WHAT IS NEEDED: One part of the entries below is wanted: the lines from the one containing "Query = wooden door" through the one containing "Pick out each instance of the doorway". Write those out exactly and nothing else.

RECORDS FOR THIS EXERCISE:
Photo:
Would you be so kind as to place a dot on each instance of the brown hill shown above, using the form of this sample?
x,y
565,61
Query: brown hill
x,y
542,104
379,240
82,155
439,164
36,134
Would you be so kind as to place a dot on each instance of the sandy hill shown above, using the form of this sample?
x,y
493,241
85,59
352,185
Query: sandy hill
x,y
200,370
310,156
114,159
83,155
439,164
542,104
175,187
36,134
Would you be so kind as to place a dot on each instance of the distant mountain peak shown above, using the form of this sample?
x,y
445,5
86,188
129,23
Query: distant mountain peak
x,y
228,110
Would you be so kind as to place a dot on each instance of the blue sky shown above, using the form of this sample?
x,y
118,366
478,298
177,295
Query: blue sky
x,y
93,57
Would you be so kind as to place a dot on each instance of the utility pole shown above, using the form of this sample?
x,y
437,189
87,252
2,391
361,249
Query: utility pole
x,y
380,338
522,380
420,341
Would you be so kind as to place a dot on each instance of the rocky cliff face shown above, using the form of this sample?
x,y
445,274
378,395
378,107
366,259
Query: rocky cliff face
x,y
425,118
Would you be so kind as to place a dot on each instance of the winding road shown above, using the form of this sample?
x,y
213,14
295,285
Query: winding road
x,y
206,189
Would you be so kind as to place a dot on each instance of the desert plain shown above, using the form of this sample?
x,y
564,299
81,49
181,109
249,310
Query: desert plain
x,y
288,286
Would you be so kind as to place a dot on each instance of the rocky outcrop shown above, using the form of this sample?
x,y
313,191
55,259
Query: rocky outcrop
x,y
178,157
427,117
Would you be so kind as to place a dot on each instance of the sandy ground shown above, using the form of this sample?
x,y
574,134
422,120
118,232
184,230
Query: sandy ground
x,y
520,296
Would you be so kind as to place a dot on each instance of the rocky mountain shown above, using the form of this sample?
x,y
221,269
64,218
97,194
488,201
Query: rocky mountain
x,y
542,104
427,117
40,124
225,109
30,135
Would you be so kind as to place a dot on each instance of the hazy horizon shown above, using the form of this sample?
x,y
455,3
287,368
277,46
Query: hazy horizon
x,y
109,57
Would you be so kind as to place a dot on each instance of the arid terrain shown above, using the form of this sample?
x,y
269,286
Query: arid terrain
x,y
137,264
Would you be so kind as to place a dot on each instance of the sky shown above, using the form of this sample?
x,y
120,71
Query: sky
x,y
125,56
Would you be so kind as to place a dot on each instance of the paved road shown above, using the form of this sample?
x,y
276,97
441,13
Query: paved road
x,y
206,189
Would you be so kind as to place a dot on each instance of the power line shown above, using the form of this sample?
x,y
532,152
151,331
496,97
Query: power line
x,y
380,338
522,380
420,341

==

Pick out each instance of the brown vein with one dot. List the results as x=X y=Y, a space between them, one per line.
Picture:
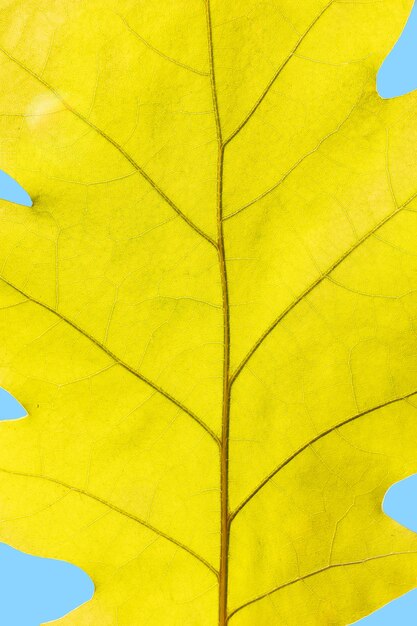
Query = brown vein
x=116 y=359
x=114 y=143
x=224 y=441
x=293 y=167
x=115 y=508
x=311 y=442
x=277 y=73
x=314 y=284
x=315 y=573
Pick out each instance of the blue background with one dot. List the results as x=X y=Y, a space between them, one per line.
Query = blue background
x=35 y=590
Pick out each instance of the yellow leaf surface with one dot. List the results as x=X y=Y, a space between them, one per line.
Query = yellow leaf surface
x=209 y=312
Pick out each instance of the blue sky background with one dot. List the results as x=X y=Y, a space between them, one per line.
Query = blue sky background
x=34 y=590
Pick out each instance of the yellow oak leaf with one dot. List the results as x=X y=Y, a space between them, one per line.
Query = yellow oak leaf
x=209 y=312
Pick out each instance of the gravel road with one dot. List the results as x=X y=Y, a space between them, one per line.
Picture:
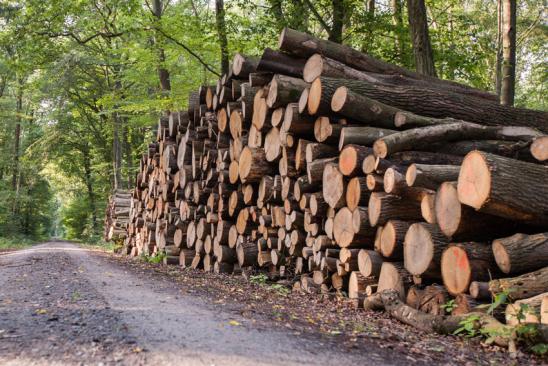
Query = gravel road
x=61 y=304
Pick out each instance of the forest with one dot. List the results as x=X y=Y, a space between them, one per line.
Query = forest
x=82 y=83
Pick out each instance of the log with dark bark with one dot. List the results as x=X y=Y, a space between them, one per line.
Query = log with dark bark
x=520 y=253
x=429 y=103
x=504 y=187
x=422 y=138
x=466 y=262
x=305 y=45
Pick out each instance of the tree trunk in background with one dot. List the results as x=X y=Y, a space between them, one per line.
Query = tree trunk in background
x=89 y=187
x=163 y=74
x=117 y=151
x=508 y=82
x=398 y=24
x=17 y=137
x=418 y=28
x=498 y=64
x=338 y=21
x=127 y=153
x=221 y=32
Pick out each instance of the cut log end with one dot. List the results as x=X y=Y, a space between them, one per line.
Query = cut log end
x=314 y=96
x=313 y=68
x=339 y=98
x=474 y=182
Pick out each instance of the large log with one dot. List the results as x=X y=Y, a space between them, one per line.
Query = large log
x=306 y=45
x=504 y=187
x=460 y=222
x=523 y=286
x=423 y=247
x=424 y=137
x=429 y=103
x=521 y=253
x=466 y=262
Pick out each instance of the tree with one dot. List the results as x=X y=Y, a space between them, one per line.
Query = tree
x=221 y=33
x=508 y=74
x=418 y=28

--

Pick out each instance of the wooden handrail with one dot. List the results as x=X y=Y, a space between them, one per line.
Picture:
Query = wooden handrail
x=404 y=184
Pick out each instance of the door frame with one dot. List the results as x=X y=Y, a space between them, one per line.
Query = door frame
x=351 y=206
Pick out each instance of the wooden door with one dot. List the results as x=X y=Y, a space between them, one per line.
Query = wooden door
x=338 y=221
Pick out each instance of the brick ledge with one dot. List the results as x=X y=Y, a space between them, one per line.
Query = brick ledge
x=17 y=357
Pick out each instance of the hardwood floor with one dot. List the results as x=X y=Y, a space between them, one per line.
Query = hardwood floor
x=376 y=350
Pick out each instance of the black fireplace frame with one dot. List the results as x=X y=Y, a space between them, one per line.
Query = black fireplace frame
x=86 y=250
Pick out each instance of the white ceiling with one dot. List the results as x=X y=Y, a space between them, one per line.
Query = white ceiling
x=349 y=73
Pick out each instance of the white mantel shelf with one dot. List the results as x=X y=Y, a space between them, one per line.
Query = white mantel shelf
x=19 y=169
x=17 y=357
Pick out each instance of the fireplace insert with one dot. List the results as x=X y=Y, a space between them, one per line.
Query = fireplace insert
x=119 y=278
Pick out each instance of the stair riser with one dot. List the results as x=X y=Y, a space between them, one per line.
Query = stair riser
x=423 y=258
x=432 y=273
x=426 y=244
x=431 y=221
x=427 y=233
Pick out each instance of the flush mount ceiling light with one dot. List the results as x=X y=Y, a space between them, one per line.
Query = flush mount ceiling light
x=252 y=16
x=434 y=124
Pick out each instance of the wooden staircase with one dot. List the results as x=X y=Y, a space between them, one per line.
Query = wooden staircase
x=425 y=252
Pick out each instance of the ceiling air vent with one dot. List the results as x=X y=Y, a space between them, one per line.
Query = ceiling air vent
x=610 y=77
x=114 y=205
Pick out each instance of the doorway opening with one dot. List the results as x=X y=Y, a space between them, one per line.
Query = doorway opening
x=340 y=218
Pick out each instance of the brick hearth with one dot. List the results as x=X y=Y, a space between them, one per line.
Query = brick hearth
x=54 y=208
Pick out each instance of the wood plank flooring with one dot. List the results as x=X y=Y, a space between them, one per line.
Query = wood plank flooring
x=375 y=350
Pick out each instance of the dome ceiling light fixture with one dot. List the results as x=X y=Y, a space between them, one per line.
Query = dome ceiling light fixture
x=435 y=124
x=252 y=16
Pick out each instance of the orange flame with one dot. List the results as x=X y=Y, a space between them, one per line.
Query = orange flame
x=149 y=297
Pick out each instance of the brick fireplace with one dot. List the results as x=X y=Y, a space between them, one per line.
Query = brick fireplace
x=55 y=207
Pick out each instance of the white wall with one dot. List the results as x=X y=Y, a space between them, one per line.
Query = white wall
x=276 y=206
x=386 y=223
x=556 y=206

EXERCISE ANSWER:
Query = wooden door
x=338 y=221
Pick out each instance of the brick ledge with one dot. List the results as x=X y=Y, a space between them, one per line.
Query = brick ledge
x=17 y=357
Pick out each instance of the hardwood floor with one dot. List the results as x=X y=Y, a space between them, one per line.
Query = hardwood floor
x=376 y=350
Pick out each instance of the black fireplace frame with one dot. List the results as x=X y=Y, a space between them, one per line.
Query = black fireplace frame
x=86 y=250
Pick out each instance of the white ceiling with one dot. List the results as x=X y=Y, a space between them, one per line.
Query = white ceiling
x=349 y=73
Pick out each instance of the white mantel shelf with one dot. List the results as x=X y=Y, a space between them, one per line.
Query = white mantel shelf
x=19 y=169
x=17 y=357
Pick out each instance of the fireplace insert with one dot. List the results as x=X y=Y, a space between them, one per line.
Query = fireplace insert
x=119 y=278
Pick out each instance of the stair riser with one dot. List the results as x=X y=Y, a space between them, one per line.
Query = stair riser
x=423 y=258
x=432 y=273
x=426 y=244
x=431 y=221
x=427 y=233
Pick out each instance of the flush mount ceiling light with one dot. List the results as x=X y=Y, a space between them, one per line.
Query = flush mount ceiling light
x=252 y=16
x=434 y=124
Pick out each instance of the wooden staircase with one dot. List the results as x=X y=Y, a space between them, one per line.
Query = wooden staircase
x=425 y=252
Pick out each instance of the ceiling air vent with one dot. List the results as x=X y=Y, a space between them, one per line.
Query = ceiling air vent
x=610 y=77
x=114 y=205
Pick out each instance of the doorway opening with one dot. List the results as x=X y=Y, a space between them, one per line.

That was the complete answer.